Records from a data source
-=-=-

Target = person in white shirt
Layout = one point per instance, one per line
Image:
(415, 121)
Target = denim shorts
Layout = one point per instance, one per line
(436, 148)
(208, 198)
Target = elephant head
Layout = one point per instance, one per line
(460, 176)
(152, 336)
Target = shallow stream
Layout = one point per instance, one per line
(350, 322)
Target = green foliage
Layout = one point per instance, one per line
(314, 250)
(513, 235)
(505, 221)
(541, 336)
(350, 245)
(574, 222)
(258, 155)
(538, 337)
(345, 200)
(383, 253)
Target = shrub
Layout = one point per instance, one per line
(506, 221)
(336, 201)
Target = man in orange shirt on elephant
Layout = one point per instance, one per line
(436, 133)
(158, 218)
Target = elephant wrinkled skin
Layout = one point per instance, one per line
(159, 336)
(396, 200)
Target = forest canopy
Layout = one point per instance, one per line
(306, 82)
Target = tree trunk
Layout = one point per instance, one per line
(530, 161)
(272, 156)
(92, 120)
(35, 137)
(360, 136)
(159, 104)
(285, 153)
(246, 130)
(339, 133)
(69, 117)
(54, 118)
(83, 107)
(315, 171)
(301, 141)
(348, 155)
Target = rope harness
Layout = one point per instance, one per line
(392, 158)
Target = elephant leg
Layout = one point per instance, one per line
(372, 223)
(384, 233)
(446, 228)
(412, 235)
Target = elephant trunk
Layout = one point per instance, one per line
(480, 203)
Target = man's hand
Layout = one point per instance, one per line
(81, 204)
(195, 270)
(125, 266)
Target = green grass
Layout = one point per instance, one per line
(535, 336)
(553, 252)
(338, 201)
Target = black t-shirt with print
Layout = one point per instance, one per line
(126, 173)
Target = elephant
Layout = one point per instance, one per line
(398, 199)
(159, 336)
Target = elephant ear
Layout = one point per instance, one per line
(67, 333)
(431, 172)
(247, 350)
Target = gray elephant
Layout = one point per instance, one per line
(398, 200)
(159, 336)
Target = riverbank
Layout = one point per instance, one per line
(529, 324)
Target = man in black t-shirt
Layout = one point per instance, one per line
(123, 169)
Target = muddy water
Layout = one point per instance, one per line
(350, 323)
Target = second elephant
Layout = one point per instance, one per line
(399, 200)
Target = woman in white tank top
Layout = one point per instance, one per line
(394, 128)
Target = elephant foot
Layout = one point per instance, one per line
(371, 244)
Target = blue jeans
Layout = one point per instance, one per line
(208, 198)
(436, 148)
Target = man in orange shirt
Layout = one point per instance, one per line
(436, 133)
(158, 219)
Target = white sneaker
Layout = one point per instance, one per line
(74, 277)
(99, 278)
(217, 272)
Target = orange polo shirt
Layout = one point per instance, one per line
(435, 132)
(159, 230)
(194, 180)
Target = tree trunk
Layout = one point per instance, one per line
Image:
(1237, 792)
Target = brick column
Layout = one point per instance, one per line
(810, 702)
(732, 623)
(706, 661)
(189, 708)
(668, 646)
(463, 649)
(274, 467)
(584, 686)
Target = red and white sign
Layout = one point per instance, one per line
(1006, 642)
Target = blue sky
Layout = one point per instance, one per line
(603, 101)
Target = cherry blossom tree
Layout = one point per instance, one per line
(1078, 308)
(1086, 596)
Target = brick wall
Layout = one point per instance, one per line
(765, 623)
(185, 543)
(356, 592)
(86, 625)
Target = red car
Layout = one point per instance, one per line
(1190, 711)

-=-=-

_Work to complete:_ Edit the listing from the line holding "Target = brick wall" through the end of the listing, inclusive, so that "stone wall" takes the place of "brick wall", with everything else unchanged.

_Response to the exercise:_
Target = stone wall
Layout = one point per instance, one per line
(765, 623)
(185, 543)
(356, 592)
(86, 625)
Target = red car
Layout = one point per instance, one per line
(1190, 711)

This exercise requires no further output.